— START Supplied data —

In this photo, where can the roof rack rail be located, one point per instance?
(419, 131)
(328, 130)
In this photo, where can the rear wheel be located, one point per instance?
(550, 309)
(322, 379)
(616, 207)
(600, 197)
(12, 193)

— END Supplied data —

• Goal of the exercise: Convert every line of the records into a Markdown table with the columns "Row" and "Text", numbering the rows in order and omitting blank lines.

• Solution for this problem:
| Row | Text |
|---|---|
| 1 | In this photo, where can the roof rack rail be located, one point per instance? |
| 2 | (419, 131) |
| 3 | (328, 130) |
| 4 | In this photo, where can the rear wheel be located, one point per instance? |
| 5 | (550, 309) |
| 6 | (322, 379) |
| 7 | (616, 207) |
| 8 | (600, 197) |
| 9 | (12, 193) |